Copy every line of the data below exactly as given, except for the pictures.

*WORKING DATA*.
○ ○ ○
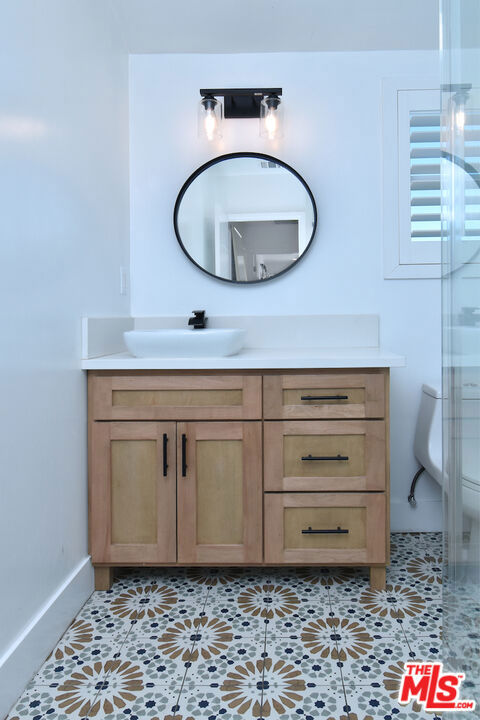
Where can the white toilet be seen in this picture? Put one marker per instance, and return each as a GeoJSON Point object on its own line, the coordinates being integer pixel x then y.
{"type": "Point", "coordinates": [428, 451]}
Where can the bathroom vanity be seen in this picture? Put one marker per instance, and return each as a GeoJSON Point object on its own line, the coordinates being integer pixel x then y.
{"type": "Point", "coordinates": [281, 464]}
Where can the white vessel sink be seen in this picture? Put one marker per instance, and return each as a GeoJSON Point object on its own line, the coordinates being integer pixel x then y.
{"type": "Point", "coordinates": [182, 343]}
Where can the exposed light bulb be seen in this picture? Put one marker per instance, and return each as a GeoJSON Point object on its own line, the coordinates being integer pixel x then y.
{"type": "Point", "coordinates": [271, 110]}
{"type": "Point", "coordinates": [210, 118]}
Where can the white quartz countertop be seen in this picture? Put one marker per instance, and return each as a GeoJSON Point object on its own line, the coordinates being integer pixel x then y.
{"type": "Point", "coordinates": [256, 359]}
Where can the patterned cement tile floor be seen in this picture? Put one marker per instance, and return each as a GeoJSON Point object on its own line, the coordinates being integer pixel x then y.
{"type": "Point", "coordinates": [201, 644]}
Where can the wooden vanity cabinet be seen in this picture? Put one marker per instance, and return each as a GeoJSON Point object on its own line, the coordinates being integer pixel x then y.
{"type": "Point", "coordinates": [133, 492]}
{"type": "Point", "coordinates": [235, 468]}
{"type": "Point", "coordinates": [219, 493]}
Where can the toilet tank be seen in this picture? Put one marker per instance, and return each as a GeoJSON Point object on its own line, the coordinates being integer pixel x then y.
{"type": "Point", "coordinates": [428, 432]}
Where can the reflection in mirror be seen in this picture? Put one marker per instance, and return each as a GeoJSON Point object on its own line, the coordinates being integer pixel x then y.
{"type": "Point", "coordinates": [245, 217]}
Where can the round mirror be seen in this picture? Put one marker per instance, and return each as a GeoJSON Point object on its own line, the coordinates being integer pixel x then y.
{"type": "Point", "coordinates": [245, 217]}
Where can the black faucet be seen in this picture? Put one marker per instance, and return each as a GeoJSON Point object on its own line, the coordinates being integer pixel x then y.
{"type": "Point", "coordinates": [199, 321]}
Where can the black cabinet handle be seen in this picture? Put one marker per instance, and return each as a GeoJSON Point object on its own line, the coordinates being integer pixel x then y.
{"type": "Point", "coordinates": [324, 397]}
{"type": "Point", "coordinates": [184, 455]}
{"type": "Point", "coordinates": [165, 463]}
{"type": "Point", "coordinates": [339, 458]}
{"type": "Point", "coordinates": [338, 531]}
○ ○ ○
*RESPONSE BELOW*.
Where can the white toilet be seen in this picture? Put one marker per instance, and return each as a GeoJSON Point object on its own line, the coordinates being integer pixel x then y.
{"type": "Point", "coordinates": [428, 451]}
Where can the bathroom vanity be seen in this picture? Put one marker per instance, and return each as a GeoJSON Point object on its own line, the coordinates being integer pixel x then y.
{"type": "Point", "coordinates": [281, 464]}
Where can the white vessel sink be seen in this picture? Put one marker per instance, and return each as a GeoJSON Point object on its own line, the coordinates being integer pixel x then y.
{"type": "Point", "coordinates": [182, 343]}
Where can the exposed light bulb be seen in this picture? Put one marker per instance, and return each as a GeoJSON Point object on its own line, the coordinates being integer pixel x then y.
{"type": "Point", "coordinates": [271, 110]}
{"type": "Point", "coordinates": [210, 118]}
Where can the white quartz countertop be seen in this picture? Put one marker per instance, and return each as a GeoJSON Point object on its own line, the coordinates being integer pixel x then y.
{"type": "Point", "coordinates": [256, 359]}
Where can the patterned cement tile floor be seen in this picture? Put one marker per instance, and return each as a GeoJSON Point object on its own line, the coordinates being integer pixel x then y.
{"type": "Point", "coordinates": [201, 644]}
Where can the wooden vanity cabinet be seen in this picture? Put one marker per instance, and return each as a GeoJSON Point object on its own line, the coordinates being integer pixel x then y.
{"type": "Point", "coordinates": [133, 492]}
{"type": "Point", "coordinates": [235, 468]}
{"type": "Point", "coordinates": [219, 493]}
Where can the toilet tank be seen in this picture? Put one marker per instance, and return each as a GeoJSON Point object on its own line, the coordinates being integer pixel x then y.
{"type": "Point", "coordinates": [428, 432]}
Where can the reflection in mirror be seen in this picture? Put one marker per instance, and return each as a GeoJSON Point object on its own line, the coordinates being integer pixel x then y.
{"type": "Point", "coordinates": [245, 217]}
Where can the round mirror be seen in this picture? Put one marker per instance, and return each as a GeoJSON Point object on its own line, the coordinates being integer pixel x then y.
{"type": "Point", "coordinates": [245, 217]}
Where can the black faucet be seen in this picture? Put one marker per instance, and return each as a GeoJSON Point object on its own line, the coordinates being integer pixel x then y.
{"type": "Point", "coordinates": [199, 321]}
Where can the black cabinet handle be seen in this picture? Put one marker per instance, and return each as a GeoJSON Point object on its own line, the coordinates being integer pixel x then y.
{"type": "Point", "coordinates": [324, 397]}
{"type": "Point", "coordinates": [184, 455]}
{"type": "Point", "coordinates": [165, 463]}
{"type": "Point", "coordinates": [339, 458]}
{"type": "Point", "coordinates": [338, 531]}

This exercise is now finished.